Written problem: Copy out every row that contains the word "postage".

Provided data:
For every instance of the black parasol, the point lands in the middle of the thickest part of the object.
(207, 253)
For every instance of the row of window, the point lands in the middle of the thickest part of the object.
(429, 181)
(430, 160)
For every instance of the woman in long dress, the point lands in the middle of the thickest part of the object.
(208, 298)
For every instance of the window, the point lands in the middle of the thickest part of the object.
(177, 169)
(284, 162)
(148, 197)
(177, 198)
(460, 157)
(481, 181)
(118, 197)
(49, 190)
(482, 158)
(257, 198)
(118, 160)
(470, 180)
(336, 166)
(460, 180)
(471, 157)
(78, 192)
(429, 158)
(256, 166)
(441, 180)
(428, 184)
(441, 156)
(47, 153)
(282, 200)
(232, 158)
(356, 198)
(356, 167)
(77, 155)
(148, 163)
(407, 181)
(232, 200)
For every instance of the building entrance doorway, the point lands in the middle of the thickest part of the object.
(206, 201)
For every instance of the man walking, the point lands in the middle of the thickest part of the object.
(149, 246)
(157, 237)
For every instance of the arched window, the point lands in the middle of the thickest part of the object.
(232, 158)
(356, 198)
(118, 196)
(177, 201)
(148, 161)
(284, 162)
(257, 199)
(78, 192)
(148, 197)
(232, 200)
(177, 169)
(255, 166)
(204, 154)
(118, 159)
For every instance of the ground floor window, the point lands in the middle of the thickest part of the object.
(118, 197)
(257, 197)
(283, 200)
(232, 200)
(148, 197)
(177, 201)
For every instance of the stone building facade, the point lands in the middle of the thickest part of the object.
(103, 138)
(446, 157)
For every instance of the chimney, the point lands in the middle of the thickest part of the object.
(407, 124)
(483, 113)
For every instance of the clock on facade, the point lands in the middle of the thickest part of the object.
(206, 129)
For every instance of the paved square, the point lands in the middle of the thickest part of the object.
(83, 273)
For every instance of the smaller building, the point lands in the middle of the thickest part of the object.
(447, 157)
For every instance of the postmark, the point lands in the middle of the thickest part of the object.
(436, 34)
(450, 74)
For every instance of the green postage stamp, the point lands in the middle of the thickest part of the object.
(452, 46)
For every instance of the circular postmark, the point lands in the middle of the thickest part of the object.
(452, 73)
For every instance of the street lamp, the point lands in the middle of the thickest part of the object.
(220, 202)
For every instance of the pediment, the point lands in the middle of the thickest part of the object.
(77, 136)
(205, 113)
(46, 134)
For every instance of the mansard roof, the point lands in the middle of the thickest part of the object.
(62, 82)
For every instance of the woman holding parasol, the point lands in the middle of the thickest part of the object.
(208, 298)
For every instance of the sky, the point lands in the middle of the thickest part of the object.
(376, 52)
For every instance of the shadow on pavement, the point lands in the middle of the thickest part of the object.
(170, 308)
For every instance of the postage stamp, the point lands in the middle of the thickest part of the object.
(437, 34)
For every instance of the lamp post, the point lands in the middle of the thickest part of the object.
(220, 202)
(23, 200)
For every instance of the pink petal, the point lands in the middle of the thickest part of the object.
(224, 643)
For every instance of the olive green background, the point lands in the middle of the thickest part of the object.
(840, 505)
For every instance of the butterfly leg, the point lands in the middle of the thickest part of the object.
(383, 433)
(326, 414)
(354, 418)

...

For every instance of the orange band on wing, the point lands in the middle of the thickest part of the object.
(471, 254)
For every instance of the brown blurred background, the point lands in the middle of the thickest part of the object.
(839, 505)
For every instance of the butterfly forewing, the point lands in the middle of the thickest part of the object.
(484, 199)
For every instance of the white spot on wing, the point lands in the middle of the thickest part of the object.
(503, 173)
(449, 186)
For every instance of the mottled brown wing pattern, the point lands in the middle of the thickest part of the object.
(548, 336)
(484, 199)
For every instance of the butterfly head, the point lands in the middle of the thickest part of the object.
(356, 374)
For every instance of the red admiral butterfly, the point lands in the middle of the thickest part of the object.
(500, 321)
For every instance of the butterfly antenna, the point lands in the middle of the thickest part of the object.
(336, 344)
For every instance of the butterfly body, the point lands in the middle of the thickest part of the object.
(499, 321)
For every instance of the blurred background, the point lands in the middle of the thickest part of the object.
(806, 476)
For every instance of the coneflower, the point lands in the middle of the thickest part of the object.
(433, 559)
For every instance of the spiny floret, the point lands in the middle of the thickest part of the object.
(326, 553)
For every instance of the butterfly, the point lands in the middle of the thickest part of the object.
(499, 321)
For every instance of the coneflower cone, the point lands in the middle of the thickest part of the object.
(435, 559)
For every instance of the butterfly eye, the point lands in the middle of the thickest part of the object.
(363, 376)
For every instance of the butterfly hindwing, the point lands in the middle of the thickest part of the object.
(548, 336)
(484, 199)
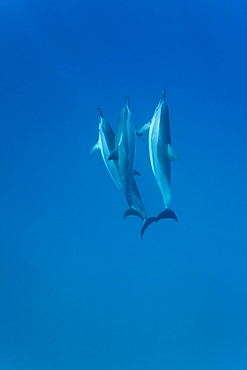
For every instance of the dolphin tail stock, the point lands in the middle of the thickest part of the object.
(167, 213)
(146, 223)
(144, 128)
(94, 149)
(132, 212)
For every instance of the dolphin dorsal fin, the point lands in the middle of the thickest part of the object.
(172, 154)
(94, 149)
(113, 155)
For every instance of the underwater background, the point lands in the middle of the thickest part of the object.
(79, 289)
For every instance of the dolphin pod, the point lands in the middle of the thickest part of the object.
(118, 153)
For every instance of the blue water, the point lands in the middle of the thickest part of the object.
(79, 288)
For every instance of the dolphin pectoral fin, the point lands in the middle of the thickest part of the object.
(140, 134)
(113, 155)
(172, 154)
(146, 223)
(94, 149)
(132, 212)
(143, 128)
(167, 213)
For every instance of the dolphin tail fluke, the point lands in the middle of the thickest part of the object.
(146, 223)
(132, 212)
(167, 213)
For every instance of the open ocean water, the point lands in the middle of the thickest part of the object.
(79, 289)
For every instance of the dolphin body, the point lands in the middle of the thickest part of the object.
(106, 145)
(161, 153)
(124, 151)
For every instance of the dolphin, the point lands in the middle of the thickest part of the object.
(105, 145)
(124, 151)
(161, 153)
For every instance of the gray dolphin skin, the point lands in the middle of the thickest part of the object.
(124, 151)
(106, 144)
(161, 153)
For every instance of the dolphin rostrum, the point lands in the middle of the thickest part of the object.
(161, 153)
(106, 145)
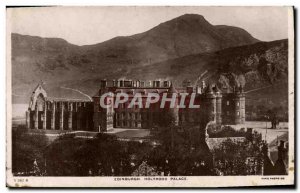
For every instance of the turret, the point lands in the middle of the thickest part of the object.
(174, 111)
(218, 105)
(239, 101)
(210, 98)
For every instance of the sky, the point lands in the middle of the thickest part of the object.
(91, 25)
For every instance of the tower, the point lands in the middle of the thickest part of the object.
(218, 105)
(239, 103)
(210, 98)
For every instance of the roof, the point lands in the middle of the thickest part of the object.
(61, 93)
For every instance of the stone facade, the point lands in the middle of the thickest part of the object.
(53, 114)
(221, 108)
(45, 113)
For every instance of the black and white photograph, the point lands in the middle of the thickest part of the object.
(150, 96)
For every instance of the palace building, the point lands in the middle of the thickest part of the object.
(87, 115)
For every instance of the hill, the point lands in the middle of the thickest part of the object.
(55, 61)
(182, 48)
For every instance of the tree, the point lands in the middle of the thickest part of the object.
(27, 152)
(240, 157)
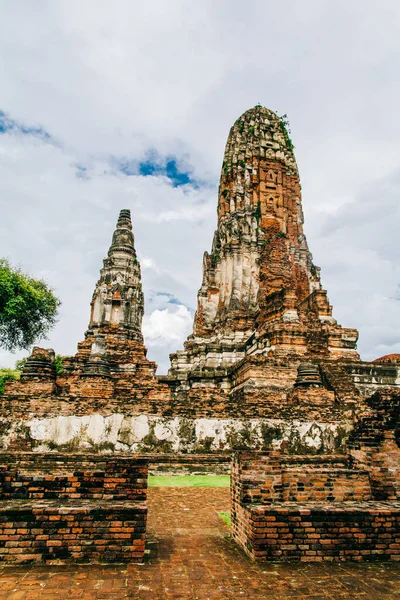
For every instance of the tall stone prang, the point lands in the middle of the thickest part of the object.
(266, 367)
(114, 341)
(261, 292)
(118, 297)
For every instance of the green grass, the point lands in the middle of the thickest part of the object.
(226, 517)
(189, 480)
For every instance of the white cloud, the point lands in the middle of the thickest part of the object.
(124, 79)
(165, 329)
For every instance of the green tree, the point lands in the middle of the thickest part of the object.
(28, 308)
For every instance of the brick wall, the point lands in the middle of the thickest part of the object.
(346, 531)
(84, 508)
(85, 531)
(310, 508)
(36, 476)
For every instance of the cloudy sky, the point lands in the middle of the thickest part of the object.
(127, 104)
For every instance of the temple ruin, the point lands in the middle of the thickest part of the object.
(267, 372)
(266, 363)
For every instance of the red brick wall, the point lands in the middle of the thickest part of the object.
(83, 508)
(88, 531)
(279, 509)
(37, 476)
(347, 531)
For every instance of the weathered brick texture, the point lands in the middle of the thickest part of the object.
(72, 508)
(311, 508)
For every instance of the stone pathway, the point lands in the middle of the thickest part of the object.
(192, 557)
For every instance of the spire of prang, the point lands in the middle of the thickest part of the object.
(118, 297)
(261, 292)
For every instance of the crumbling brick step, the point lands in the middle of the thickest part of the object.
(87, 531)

...

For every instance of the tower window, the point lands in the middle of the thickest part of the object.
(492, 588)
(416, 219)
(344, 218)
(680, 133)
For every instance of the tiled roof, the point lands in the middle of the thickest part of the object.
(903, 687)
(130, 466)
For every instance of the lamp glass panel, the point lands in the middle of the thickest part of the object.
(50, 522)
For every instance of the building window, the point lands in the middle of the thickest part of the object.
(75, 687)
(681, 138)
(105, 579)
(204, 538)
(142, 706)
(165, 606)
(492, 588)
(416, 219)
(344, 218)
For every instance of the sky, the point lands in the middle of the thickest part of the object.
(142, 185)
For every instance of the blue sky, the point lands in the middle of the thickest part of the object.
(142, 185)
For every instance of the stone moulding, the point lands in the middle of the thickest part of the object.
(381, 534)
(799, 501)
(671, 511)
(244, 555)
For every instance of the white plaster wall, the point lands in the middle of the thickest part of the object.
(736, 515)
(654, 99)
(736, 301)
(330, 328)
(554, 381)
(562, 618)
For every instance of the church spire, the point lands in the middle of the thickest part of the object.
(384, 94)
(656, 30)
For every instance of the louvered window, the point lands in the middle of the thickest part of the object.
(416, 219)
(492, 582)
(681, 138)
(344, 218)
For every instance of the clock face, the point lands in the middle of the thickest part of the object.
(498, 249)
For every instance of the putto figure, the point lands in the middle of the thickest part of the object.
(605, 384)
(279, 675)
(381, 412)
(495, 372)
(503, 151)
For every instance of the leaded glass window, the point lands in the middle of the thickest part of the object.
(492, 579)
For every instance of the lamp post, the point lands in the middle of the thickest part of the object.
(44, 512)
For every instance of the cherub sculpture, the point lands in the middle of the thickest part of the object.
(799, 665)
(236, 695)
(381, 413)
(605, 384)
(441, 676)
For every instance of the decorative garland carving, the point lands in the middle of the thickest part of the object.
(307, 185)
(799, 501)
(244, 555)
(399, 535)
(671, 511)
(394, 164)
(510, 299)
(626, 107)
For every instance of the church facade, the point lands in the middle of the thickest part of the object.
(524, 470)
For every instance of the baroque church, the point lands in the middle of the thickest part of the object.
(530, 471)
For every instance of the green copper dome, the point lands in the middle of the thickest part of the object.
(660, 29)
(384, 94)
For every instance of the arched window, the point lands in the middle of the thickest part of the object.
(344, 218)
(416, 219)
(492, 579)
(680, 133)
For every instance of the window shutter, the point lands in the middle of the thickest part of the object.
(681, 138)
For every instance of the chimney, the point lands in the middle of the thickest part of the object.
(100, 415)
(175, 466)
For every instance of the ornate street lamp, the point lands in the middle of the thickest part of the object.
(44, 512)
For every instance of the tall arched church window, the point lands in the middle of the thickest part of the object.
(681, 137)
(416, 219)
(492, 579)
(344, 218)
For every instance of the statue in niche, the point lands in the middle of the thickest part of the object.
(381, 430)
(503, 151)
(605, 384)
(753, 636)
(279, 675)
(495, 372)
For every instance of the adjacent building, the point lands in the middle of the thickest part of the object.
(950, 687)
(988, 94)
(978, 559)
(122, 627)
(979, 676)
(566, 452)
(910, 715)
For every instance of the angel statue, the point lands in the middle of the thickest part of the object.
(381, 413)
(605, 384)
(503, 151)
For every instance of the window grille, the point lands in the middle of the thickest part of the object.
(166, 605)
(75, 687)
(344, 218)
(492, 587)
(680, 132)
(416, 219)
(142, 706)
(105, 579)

Reply to the task:
For every instance of the green postage stamp, the point lands in the middle of the thickest part of the object.
For every instance of the postage stamp, the point lands in the middle of the thickest part of the object.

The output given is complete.